*** Opening Source data ***

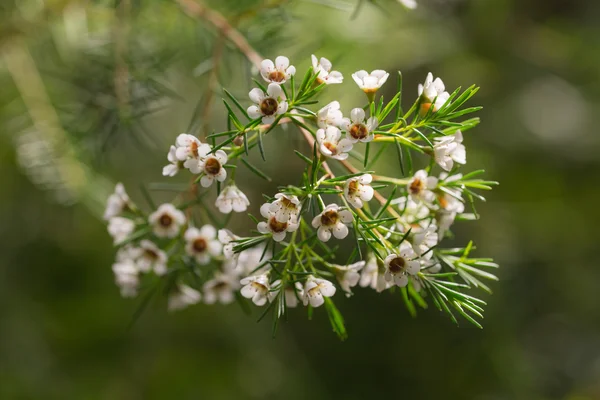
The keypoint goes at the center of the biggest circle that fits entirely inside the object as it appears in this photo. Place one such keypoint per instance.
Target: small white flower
(184, 296)
(373, 277)
(188, 146)
(420, 186)
(315, 289)
(220, 289)
(330, 115)
(348, 276)
(210, 165)
(331, 143)
(410, 4)
(117, 202)
(202, 244)
(174, 165)
(357, 190)
(151, 258)
(273, 226)
(120, 228)
(400, 266)
(166, 221)
(370, 83)
(277, 72)
(424, 239)
(126, 278)
(267, 105)
(291, 293)
(357, 130)
(326, 75)
(232, 199)
(285, 207)
(256, 288)
(332, 219)
(448, 150)
(432, 90)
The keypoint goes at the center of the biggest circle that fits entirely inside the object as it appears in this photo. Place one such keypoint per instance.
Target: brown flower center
(416, 186)
(212, 166)
(352, 187)
(397, 265)
(199, 245)
(165, 220)
(277, 226)
(358, 131)
(331, 147)
(268, 106)
(329, 218)
(194, 148)
(276, 76)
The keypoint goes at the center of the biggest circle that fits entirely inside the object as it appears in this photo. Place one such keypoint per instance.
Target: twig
(198, 10)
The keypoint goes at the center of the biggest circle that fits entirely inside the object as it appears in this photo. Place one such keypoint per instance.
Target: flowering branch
(288, 259)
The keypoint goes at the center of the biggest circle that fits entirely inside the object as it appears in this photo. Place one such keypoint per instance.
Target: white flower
(420, 186)
(117, 202)
(315, 289)
(357, 190)
(232, 199)
(273, 226)
(256, 288)
(174, 165)
(267, 105)
(348, 276)
(357, 130)
(373, 277)
(120, 228)
(285, 207)
(166, 221)
(332, 219)
(220, 289)
(202, 244)
(151, 257)
(432, 90)
(291, 293)
(210, 165)
(277, 72)
(424, 239)
(448, 150)
(331, 143)
(184, 296)
(330, 115)
(326, 75)
(126, 278)
(399, 266)
(189, 146)
(410, 4)
(370, 83)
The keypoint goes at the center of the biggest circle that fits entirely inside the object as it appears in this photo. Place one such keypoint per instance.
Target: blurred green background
(64, 141)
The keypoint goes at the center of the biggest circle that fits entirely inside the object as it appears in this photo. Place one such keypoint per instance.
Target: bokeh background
(64, 331)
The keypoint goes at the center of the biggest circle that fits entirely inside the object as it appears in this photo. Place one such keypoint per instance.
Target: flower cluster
(397, 223)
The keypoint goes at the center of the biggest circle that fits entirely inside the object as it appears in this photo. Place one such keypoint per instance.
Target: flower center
(329, 218)
(352, 187)
(268, 106)
(212, 166)
(277, 226)
(199, 245)
(397, 265)
(359, 131)
(331, 147)
(276, 76)
(165, 220)
(194, 149)
(416, 186)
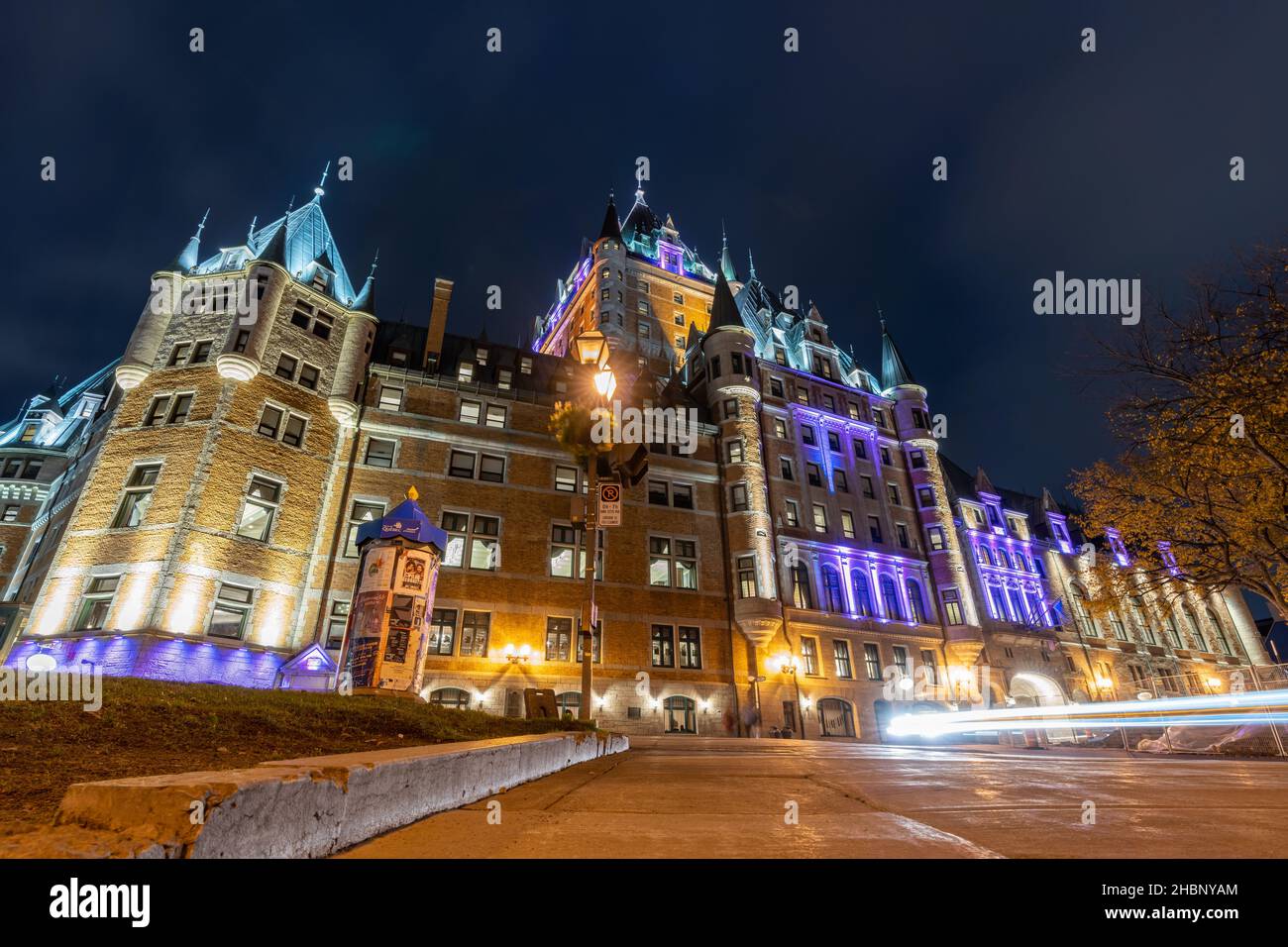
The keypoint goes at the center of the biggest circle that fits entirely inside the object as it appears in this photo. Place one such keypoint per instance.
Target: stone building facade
(807, 561)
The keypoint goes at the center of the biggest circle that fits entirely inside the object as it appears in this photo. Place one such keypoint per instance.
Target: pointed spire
(725, 260)
(191, 254)
(894, 369)
(724, 311)
(318, 191)
(612, 227)
(366, 300)
(274, 250)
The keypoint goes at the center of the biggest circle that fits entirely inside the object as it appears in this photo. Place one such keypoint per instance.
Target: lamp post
(789, 667)
(591, 350)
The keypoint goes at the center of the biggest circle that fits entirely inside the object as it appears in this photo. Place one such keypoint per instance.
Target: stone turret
(964, 638)
(733, 393)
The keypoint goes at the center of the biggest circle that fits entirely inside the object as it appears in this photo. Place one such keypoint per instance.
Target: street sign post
(609, 504)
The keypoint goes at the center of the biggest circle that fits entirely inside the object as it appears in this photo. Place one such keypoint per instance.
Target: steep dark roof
(724, 311)
(640, 221)
(610, 227)
(894, 369)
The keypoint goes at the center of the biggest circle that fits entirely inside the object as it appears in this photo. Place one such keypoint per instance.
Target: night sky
(490, 167)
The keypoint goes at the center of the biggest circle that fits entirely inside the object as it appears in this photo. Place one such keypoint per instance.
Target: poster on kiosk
(385, 641)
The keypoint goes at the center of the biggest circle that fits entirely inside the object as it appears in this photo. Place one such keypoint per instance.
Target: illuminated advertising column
(385, 641)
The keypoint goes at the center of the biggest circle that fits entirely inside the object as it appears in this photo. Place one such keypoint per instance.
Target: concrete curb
(304, 808)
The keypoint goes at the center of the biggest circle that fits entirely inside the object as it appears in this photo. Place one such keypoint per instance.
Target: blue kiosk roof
(406, 519)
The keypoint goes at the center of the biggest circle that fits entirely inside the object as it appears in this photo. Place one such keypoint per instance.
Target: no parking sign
(609, 504)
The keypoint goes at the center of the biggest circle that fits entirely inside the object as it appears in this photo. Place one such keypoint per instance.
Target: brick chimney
(437, 322)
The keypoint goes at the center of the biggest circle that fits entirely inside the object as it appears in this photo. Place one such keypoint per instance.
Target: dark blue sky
(489, 167)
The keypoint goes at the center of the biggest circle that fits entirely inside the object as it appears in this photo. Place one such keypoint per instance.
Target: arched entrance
(1030, 689)
(836, 718)
(681, 714)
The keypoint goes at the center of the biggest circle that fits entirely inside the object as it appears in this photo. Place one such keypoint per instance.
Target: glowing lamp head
(42, 663)
(605, 382)
(592, 348)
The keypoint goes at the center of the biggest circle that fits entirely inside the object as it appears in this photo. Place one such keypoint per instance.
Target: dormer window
(322, 326)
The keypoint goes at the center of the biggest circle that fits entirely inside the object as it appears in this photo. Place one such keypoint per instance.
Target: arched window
(802, 594)
(1035, 611)
(862, 592)
(1116, 626)
(915, 603)
(451, 697)
(890, 598)
(836, 718)
(832, 598)
(999, 602)
(568, 703)
(1080, 612)
(1017, 604)
(1194, 628)
(1220, 631)
(681, 714)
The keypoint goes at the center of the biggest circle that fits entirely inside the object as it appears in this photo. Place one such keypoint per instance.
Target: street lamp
(591, 351)
(787, 665)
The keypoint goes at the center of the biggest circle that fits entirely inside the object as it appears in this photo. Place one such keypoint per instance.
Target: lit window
(390, 398)
(231, 611)
(558, 638)
(180, 408)
(841, 652)
(738, 497)
(691, 647)
(746, 577)
(566, 479)
(360, 514)
(156, 411)
(138, 496)
(664, 646)
(270, 421)
(95, 603)
(294, 433)
(378, 453)
(259, 509)
(335, 625)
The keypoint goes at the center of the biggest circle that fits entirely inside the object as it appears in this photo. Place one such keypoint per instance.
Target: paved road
(686, 796)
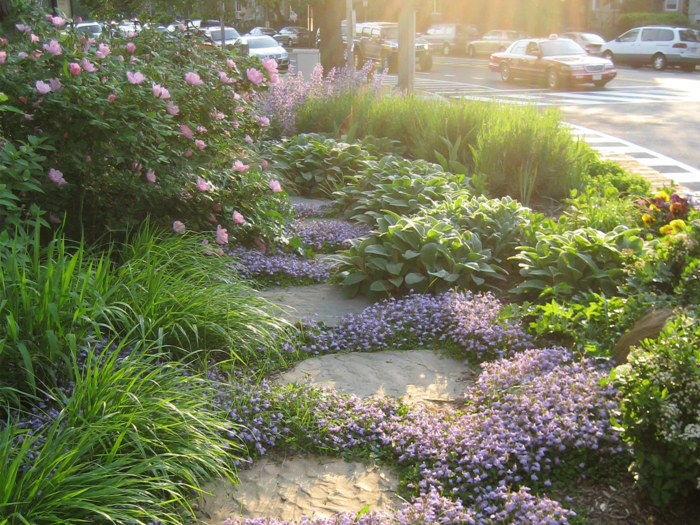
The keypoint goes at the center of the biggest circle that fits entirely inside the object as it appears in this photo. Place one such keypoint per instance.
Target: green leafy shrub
(659, 411)
(122, 147)
(318, 165)
(399, 186)
(580, 260)
(420, 253)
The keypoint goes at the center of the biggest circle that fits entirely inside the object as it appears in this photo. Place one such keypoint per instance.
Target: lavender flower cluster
(472, 322)
(327, 235)
(290, 268)
(520, 508)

*** Closing Source data ***

Exercise description =>
Before copying the data, remove the pictures. Then repeat the rest exactly.

Your response =>
The keypoint goes at the center of the biggest circle that fits entirely inside the object as it appears in this photo. Place one such keypoint per instance.
Target: small white flower
(184, 296)
(373, 277)
(188, 146)
(420, 186)
(315, 289)
(220, 289)
(330, 115)
(348, 276)
(210, 165)
(331, 143)
(410, 4)
(117, 202)
(202, 244)
(174, 165)
(357, 190)
(151, 258)
(273, 226)
(120, 228)
(400, 266)
(166, 221)
(370, 83)
(277, 72)
(424, 239)
(126, 278)
(267, 105)
(291, 293)
(357, 130)
(326, 75)
(232, 199)
(285, 207)
(256, 288)
(332, 219)
(448, 150)
(432, 90)
The keypoint goes at the center of the biggest circle that fits entirely inside the object as it appears in this photo. Place one such keypoint per instance.
Target: brown flower center
(416, 186)
(212, 166)
(352, 187)
(397, 265)
(199, 245)
(165, 220)
(277, 226)
(358, 131)
(331, 147)
(268, 106)
(329, 218)
(194, 148)
(276, 76)
The keypoint goes at the center of the biggest circle that fits entirely inside the object as it appears in this photo. Place one such keypoint per instance.
Target: twig
(198, 10)
The keypoint goes at the center of the biggest circle that fits entirely inside the object as it appears in this photo. Place one such keypoint per instance.
Target: flowering branch
(288, 259)
The keypoint goes at the center of the biggest circle that fits entirely inside the object as it appears in this photo. Place one such keypoint per instance.
Target: white flower
(420, 186)
(117, 202)
(315, 289)
(357, 190)
(232, 199)
(273, 226)
(256, 288)
(174, 165)
(267, 105)
(348, 276)
(357, 130)
(373, 277)
(120, 228)
(285, 207)
(166, 221)
(332, 219)
(220, 289)
(202, 244)
(151, 257)
(432, 90)
(291, 293)
(210, 165)
(277, 72)
(424, 239)
(448, 150)
(331, 143)
(184, 296)
(330, 115)
(326, 75)
(126, 278)
(399, 266)
(189, 146)
(410, 4)
(370, 83)
The keypoint goes at the center of the biggest circle that fits entirely inside the object as it appears in this photo. Place one such keypoint per instance.
Target: blurred green background
(64, 141)
The keypoint goes at the center of the biggest circle that fits entirely inside the object as it appears in this photo. Place one such keypoint per instance.
Target: bokeh background
(64, 331)
The keypoint goes at the center of the biggest circle that fits entirely inside the object as it appears in this photo. Place one such keypoint per instance.
Target: flower cluster
(397, 223)
The keypoint goes at the center of the biggest circle that fits entirely inside the object as it appears in this photo. Place one such keypoint per instance.
Target: flower center
(329, 218)
(352, 187)
(268, 106)
(212, 166)
(277, 226)
(199, 245)
(397, 265)
(359, 131)
(331, 147)
(276, 76)
(165, 220)
(194, 149)
(416, 186)
The keypoint goes at the center of the biggest circle that fits entirely inside the object as it appears in this photo. Place one such keypoint per instance.
Target: stone building facade
(807, 561)
The keypoint goes at the center of the biggest circle that fits entirely inside the object as it appears in this photo. Place one such keypoint per instance.
Target: pointed spire
(725, 260)
(191, 254)
(894, 369)
(724, 311)
(318, 191)
(612, 227)
(366, 300)
(274, 250)
The keypoint goes at the center of the biggest circle that fits entirely inside the object as it appears in this photo. Place one such keypoint per instance.
Target: lamp post
(789, 667)
(591, 350)
The keypoint goes at the center of the biggest circle that fits entirely inside the object as it appears in this photo. Place one such keypoint per instance.
Target: stone turret
(964, 638)
(733, 393)
The keypoint goes at the center of the biggest circle that fits entirely inside the object as it appears in this photo. Place one such keypoint per instance.
Target: street sign post
(609, 504)
The keypoint goes at the center of the biggest circle that fits entirely inside the object as it appears in this photo. Place one such keypoint per instance.
Target: steep dark roof
(724, 311)
(640, 221)
(610, 227)
(894, 369)
The keypoint goes at the center of the biggest circle that fits entirely inside the object as it appears in this photo. Place one such keypoint per instance.
Target: night sky
(490, 167)
The keypoint goes at the center of the biggest circle that fits entirely inside the object as it appears in this photo. Place one such keypoint per instance.
Target: poster on kiosk
(385, 641)
The keypoint goes at the center of the biggest circle that fits entirely inside the object as it appears in this photo. Place one such keypoint per instance.
Target: illuminated advertising column
(385, 641)
The keypoint goes at the center of the biggest circle that fits entirely inside the object as it appears in this photo. Place one such keypoint per instance.
Target: concrete curb
(304, 808)
The keypoint goes at the center of the biggest circle that fits entirely inside the object as it appears in this photo. Place one such keypoint per instance.
Target: blue kiosk roof
(406, 519)
The keypoint goes at the center of the biggest circle that fits entirely inside the object as it appears in this photo. Place one such keypoint per instance.
Target: no parking sign
(609, 504)
The keypoint goes at the center of the biggest circle that fits entirely inside the object as it appears in this photo. Place one such keypoint per instance.
Target: brick chimney
(437, 322)
The keypoint goes at the center of the biggest circle that fits entirely inside the object as it appears in this photo. Place one such keypoint per instance.
Target: dark blue sky
(489, 167)
The keypoint goes at the center of the biggest circle that fits entirely inside the object as it appears in this photo. Place one such keypoint per instance.
Target: arched entrance
(1030, 689)
(836, 718)
(681, 714)
The keypoint goes at the center of the biggest circle that fits entirely inside the object as it appears in this photo. Place one such keypoint per instance.
Target: glowing lamp head
(42, 663)
(605, 382)
(592, 348)
The keypoint goes at the center of the biggest circle that fits entirely inside the object as it appears in this photo. Place one such keypoint per instance.
Target: dormer window
(322, 326)
The keypoint goes at the center of the biggest circle that fits entirely inside the object as it appears in this photo. Place one such keypoint per instance.
Target: arched window
(802, 594)
(1035, 611)
(862, 592)
(1116, 626)
(915, 603)
(451, 697)
(890, 598)
(836, 718)
(832, 598)
(999, 602)
(568, 703)
(1080, 612)
(1017, 604)
(1194, 628)
(1220, 631)
(681, 714)
The keypoint goes at the center of the biggest circle that fits entirely inside the object as it appears in this photo. Place one such keypoint per instance.
Target: street lamp
(591, 351)
(787, 665)
The keypoint goes at the center of the biggest circle that fits entirely inside the object as it appears in this photo. Place one such keypoint per instance.
Target: lit window
(390, 398)
(231, 611)
(558, 638)
(180, 408)
(841, 652)
(738, 497)
(691, 647)
(746, 577)
(566, 479)
(360, 514)
(156, 411)
(138, 496)
(664, 646)
(270, 421)
(95, 603)
(294, 433)
(378, 453)
(259, 509)
(335, 625)
The keypoint goes at the center of the biggest circle that fits entirely inside the object as it appears in this photo. Place one such keypoint per instance.
Target: paved road
(686, 796)
The keypoint goes at the center of the biggest circle that fits entirely inside the object as it appears in this photo. Place one such keypoint per instance.
Target: green leafy shrub
(659, 411)
(122, 147)
(318, 165)
(399, 186)
(580, 260)
(420, 253)
The keypoint goes at the center of the biggest circle that fits entirely inside the object as it appears in this photo. Place one such keypoint per instance.
Target: lavender flower cluster
(472, 322)
(327, 235)
(290, 268)
(520, 508)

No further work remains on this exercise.